---------- Items

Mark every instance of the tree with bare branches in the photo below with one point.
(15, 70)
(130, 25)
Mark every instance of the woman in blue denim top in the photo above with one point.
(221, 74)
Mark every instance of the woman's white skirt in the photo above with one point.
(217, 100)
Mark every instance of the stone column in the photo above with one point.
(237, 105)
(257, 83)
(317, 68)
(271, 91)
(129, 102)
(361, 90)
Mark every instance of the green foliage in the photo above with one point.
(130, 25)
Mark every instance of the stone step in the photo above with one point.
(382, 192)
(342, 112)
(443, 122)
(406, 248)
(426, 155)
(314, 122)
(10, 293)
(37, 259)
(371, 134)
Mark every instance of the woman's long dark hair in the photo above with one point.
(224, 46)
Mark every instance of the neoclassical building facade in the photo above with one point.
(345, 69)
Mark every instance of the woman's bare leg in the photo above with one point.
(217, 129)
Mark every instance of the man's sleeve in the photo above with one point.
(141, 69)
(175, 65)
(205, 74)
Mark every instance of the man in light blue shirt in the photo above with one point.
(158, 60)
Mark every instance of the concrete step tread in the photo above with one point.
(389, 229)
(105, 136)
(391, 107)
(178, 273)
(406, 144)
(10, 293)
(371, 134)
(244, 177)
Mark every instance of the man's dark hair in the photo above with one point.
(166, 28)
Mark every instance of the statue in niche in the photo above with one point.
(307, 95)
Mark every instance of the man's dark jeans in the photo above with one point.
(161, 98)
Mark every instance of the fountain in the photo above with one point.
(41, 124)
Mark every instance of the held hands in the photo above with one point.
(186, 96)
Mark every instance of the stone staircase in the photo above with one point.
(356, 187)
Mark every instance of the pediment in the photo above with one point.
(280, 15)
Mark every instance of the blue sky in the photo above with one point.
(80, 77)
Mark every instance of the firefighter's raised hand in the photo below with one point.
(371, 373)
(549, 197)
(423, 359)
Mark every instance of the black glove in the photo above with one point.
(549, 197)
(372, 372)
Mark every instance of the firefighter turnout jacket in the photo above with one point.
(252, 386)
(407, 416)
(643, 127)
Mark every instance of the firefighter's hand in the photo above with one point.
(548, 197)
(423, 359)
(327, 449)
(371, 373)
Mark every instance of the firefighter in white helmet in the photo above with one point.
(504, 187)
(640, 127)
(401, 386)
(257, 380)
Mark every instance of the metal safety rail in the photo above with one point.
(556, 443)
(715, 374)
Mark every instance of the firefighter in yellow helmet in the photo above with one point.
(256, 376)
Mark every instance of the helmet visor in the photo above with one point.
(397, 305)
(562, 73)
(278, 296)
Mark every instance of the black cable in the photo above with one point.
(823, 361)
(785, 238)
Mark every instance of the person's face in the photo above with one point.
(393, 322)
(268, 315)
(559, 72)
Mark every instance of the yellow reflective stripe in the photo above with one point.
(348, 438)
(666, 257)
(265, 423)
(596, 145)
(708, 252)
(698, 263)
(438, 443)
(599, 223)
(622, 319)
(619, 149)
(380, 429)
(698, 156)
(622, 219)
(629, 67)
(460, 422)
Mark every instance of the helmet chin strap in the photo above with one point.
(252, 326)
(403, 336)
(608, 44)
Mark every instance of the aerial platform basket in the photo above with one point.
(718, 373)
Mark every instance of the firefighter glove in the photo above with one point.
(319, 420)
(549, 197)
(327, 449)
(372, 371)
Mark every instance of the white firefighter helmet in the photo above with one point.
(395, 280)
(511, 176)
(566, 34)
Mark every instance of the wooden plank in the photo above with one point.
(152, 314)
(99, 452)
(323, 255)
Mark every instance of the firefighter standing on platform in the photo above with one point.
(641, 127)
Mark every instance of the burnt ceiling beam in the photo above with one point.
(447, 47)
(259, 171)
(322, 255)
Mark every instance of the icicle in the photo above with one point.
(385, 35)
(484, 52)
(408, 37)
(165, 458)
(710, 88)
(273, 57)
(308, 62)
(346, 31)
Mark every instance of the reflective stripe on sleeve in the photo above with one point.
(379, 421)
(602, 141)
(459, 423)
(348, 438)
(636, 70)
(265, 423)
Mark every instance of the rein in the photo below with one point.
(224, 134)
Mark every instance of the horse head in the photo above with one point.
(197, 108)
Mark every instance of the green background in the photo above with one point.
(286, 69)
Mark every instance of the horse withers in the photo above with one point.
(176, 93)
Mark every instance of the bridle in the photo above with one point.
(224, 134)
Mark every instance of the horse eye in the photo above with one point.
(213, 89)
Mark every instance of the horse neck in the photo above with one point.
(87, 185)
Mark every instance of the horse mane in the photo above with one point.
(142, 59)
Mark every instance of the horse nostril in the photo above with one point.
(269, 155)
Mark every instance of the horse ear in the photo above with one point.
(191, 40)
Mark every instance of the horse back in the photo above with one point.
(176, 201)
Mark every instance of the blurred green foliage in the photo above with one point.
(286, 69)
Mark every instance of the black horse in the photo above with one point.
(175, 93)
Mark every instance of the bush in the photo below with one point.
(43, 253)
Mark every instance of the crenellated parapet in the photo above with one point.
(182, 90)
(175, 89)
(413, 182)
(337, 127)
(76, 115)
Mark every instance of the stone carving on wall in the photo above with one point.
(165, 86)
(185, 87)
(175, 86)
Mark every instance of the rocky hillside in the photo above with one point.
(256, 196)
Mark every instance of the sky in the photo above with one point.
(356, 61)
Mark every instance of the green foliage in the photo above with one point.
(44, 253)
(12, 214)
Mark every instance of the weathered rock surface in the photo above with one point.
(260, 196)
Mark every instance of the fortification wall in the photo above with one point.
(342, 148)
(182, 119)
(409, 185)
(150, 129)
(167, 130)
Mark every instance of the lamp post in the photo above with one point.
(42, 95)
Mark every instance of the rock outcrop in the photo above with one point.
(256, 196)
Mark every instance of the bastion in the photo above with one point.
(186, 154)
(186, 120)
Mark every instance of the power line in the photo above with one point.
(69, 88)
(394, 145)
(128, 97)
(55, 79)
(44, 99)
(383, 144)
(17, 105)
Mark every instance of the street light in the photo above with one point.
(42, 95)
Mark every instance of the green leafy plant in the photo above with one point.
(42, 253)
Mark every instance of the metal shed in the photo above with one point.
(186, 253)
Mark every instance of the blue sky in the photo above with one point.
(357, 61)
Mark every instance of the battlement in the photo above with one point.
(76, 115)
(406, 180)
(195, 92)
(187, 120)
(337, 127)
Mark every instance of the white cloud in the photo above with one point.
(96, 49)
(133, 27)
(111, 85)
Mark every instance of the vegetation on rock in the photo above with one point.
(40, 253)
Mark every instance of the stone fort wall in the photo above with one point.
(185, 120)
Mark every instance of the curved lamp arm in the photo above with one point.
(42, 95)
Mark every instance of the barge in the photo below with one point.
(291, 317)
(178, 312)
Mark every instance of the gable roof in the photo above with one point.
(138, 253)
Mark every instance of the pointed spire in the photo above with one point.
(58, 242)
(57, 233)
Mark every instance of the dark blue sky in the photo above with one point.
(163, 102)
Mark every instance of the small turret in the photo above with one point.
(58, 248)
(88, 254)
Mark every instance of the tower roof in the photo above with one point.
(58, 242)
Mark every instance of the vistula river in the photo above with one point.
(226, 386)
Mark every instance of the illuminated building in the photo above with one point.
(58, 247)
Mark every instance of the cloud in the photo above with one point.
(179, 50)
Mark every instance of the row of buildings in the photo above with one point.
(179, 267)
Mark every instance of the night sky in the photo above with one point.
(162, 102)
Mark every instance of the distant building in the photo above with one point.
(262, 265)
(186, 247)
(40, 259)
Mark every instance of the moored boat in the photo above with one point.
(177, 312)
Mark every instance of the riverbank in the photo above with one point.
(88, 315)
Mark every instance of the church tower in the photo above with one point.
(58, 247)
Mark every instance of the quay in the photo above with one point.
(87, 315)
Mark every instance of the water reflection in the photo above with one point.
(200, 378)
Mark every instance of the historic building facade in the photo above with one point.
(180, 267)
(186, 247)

--------------------

◆ Stated problem:
Please quote, word for word, the part of the records above that opens with the line containing "Mark every instance of the water" and closes at the end of the records.

◆ Result of this exercise:
Mark every instance of the water reflection in the photo above with one point.
(200, 378)
Mark every instance of the historic building facade in the photo above with one point.
(180, 267)
(186, 247)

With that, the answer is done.